→ Study material
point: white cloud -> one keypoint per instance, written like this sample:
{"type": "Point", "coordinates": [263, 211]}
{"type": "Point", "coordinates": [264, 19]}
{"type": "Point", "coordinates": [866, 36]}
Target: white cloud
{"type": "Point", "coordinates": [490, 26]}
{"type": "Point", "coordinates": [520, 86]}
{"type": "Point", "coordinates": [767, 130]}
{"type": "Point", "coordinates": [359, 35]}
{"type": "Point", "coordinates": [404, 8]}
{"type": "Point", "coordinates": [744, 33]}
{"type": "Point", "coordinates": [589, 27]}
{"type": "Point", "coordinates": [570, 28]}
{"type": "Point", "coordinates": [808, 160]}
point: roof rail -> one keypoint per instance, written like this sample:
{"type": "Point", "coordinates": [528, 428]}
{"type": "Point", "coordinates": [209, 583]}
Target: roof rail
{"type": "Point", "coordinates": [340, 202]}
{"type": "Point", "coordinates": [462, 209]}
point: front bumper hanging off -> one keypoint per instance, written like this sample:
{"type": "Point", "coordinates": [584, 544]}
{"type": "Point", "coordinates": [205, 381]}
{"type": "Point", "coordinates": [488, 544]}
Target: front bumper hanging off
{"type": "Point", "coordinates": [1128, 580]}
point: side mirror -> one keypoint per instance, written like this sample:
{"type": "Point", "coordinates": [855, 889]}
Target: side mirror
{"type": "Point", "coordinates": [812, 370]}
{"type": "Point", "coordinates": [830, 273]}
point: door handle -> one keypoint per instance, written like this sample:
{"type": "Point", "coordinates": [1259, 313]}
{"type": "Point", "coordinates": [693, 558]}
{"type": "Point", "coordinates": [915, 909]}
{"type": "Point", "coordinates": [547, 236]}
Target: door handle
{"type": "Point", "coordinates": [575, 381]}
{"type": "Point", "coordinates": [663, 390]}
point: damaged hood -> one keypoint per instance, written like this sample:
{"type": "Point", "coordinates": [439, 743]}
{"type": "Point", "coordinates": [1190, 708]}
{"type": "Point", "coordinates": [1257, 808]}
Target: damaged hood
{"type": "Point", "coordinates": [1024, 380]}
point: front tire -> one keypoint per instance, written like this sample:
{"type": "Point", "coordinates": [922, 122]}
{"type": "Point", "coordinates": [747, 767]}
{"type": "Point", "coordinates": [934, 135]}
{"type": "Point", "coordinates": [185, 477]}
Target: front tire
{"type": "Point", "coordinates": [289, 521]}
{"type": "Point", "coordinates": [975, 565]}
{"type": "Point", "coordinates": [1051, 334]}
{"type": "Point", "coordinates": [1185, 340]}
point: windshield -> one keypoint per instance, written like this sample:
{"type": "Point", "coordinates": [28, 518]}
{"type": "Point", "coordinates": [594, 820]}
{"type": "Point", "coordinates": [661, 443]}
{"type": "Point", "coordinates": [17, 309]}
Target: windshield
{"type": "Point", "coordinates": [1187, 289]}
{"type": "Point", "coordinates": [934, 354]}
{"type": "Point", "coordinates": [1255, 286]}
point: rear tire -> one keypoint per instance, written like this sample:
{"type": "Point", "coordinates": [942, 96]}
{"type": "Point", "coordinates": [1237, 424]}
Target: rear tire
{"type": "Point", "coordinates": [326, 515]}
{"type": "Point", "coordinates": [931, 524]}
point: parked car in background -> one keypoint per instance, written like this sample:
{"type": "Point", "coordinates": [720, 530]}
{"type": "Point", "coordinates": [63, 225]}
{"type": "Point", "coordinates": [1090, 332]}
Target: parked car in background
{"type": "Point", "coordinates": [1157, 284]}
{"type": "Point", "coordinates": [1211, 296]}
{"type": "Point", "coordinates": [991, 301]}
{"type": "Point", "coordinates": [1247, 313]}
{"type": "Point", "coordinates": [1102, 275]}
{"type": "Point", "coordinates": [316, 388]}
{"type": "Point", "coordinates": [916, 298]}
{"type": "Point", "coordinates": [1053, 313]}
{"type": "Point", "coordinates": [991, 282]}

→ Work instructions
Look over the material and return every line where the word "keypoint" is found.

→ Response
point: white cloud -> one keypoint per instance, written like this sample:
point: roof rail -> one keypoint per instance, written like this sample:
point: front bumper hanging off -> one keypoint per instance, written like this sample:
point: side mirror -> one keypoint per instance, written like this sample:
point: door handle -> one keypoint per instance, written like this sample:
point: damaged hood -> one keypoint per instance, written like this sample:
point: front tire -> one keypoint per instance, written like this sample:
point: windshield -> one keypoint per instance, written like this sample:
point: rear tire -> one keypoint per instance, written like this sample:
point: parked car in background -> one keypoint per instance, written like this sample:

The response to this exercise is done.